### RECORDS SUPPLIED

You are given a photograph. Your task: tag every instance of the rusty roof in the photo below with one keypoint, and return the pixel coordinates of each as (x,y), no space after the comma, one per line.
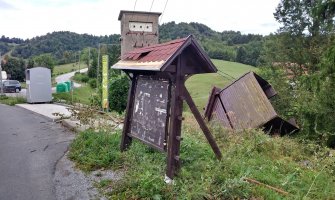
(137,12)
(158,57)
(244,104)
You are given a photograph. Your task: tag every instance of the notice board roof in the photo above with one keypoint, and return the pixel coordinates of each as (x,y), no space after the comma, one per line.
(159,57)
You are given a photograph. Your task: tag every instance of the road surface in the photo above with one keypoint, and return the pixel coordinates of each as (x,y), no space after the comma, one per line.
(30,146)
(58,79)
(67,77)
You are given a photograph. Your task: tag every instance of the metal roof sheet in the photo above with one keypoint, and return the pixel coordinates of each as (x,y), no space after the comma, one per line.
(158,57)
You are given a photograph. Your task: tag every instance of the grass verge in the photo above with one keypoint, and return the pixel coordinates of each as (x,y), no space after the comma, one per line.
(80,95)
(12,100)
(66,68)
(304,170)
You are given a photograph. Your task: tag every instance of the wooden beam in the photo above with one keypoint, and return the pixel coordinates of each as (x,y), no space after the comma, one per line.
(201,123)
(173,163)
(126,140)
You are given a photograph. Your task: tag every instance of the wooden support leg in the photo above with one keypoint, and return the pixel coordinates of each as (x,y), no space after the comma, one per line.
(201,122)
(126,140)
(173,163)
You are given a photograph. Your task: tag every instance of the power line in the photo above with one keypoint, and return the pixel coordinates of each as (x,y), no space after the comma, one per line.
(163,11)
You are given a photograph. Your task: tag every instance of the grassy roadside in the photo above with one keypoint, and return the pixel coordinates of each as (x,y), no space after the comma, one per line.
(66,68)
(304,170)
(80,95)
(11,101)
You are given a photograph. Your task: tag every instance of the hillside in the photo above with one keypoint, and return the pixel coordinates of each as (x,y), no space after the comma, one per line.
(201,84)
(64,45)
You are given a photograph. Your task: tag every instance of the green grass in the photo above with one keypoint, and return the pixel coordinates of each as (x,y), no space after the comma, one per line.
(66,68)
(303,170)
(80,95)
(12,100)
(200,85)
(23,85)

######
### RECORDS SUPPLIED

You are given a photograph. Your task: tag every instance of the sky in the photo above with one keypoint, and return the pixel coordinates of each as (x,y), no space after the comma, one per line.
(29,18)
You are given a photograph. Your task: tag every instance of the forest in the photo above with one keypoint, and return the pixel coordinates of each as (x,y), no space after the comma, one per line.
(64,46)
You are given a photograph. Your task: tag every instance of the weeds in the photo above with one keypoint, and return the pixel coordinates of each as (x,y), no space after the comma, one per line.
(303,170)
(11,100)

######
### RECORDS SUPPLIED

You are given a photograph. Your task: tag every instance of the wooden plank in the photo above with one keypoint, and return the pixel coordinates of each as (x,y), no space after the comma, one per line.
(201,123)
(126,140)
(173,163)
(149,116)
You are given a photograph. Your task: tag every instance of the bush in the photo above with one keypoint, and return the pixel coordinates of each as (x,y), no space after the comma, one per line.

######

EXERCISE INSTRUCTIONS -
The lines above from the one with "the wooden plank" through the one with "of the bush" are to be duplicated exactly, ends included, with nothing added.

REPLY TO THE EXERCISE -
You are given a photograph. Your task: tag every instance of the wooden plank in the photo above with one keypoint, and return the pixel coordinates of each as (x,y), no space after the comma, one per line.
(201,123)
(126,140)
(173,163)
(149,116)
You are given a photograph. Your task: tag every instance of the bush in the photo above with one keypoint, and return the pixel coordinates of each as (x,y), no space after the comma, one per line.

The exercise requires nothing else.